Collected data entries

::::

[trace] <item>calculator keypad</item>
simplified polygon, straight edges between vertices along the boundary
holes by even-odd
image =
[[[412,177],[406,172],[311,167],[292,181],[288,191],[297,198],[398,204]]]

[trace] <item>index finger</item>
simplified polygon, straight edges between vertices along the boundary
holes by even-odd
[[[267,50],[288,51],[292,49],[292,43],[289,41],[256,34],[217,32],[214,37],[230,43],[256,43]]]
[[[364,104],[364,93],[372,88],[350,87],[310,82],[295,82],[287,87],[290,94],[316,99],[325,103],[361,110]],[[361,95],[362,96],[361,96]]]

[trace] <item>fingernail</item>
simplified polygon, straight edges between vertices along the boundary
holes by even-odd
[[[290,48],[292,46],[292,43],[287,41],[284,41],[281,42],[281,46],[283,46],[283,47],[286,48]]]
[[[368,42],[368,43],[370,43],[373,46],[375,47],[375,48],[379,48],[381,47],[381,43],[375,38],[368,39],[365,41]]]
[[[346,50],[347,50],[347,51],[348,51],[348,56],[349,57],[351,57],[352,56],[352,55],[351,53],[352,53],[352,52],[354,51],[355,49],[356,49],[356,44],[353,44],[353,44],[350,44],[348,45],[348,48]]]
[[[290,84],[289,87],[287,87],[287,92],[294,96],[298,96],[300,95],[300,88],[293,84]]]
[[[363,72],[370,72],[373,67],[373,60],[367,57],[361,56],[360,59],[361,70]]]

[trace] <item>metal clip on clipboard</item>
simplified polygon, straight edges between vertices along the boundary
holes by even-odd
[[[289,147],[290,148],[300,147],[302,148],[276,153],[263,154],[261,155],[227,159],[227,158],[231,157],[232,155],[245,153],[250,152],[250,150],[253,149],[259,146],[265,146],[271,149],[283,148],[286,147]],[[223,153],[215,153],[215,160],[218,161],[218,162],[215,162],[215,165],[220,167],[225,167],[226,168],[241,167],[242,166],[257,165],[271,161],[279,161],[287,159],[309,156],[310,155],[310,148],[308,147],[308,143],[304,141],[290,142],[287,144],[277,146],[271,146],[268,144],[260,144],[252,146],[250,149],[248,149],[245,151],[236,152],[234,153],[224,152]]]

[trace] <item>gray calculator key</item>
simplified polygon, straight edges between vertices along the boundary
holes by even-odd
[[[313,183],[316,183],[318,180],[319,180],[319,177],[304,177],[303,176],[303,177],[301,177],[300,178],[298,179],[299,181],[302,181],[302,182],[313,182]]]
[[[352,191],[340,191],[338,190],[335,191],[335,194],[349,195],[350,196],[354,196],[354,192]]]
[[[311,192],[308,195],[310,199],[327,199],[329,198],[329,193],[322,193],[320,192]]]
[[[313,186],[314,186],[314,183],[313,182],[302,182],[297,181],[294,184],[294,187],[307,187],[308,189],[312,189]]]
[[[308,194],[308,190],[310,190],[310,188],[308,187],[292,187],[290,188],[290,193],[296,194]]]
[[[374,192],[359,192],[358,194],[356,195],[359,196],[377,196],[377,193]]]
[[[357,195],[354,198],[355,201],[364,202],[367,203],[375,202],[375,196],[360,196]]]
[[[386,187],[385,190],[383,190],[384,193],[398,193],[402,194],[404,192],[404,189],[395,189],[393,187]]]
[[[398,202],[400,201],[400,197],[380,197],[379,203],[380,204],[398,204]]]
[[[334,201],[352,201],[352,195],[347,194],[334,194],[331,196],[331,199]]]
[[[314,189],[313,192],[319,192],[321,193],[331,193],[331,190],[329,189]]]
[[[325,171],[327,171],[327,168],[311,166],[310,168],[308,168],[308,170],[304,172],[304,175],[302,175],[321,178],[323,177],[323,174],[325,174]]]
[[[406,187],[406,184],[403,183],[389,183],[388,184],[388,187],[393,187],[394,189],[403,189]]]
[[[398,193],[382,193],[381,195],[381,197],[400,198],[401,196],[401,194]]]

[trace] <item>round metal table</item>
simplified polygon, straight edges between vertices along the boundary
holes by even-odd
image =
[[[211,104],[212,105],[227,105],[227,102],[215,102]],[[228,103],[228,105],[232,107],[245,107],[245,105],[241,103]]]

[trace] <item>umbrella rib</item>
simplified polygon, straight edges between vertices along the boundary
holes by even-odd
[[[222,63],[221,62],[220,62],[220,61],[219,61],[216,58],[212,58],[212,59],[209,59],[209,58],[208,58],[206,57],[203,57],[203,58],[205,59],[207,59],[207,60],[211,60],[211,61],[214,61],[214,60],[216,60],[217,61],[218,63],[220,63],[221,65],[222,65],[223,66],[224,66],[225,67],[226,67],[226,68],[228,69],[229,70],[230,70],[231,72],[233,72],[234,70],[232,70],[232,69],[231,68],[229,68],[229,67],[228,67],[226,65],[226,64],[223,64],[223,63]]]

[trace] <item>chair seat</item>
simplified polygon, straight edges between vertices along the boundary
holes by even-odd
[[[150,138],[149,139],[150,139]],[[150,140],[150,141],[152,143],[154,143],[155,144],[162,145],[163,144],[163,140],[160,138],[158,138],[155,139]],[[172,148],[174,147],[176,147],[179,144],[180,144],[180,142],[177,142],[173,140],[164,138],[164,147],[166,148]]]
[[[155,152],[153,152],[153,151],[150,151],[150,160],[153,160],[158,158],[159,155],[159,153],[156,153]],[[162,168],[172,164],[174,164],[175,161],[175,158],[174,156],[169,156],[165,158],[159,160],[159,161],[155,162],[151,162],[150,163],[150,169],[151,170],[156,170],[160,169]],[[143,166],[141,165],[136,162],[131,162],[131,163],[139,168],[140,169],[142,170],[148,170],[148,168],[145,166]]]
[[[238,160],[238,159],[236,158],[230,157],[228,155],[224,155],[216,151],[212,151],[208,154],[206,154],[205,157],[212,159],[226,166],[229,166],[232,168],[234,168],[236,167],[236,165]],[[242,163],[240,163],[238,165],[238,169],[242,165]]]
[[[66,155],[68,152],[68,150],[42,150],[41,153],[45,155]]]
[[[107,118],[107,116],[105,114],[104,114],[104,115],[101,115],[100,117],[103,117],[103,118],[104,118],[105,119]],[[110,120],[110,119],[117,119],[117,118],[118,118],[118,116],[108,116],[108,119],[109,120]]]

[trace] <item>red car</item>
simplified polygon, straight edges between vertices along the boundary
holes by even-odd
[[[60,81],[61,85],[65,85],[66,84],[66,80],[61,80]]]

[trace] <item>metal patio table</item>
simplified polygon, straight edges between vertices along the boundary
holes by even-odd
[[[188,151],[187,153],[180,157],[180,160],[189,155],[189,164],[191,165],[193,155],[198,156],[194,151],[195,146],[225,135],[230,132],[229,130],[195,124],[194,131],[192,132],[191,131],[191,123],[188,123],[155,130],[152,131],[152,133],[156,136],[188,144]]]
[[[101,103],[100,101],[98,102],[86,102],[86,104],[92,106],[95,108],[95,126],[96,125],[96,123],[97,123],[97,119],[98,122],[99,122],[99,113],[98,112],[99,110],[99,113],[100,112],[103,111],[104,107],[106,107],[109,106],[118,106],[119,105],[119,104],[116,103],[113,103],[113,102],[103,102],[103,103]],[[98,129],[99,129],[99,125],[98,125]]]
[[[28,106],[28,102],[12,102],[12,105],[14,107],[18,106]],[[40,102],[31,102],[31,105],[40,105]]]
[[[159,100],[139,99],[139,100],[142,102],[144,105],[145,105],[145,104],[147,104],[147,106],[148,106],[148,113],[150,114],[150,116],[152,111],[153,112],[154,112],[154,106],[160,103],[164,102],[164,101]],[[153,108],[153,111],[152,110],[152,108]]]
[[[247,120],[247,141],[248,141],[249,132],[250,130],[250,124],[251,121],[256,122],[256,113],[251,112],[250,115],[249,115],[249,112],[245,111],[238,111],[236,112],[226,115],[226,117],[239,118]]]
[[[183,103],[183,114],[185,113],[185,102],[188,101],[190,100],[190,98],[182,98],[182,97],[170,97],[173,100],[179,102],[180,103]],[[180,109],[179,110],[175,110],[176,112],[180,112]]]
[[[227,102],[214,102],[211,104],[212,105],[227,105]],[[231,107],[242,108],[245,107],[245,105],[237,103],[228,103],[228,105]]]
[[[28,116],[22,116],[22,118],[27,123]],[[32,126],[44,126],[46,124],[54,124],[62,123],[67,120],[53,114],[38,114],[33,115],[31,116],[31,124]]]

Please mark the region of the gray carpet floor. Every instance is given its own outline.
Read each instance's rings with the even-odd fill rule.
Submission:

::::

▶ What you have to do
All lines from the one with "Please mark the" through the final line above are to be quoted exactly; quote no other line.

▶ Finished exercise
Please mark the region of the gray carpet floor. Every instance is given its own outline.
Read each instance's rings with the even-odd fill rule.
Submission:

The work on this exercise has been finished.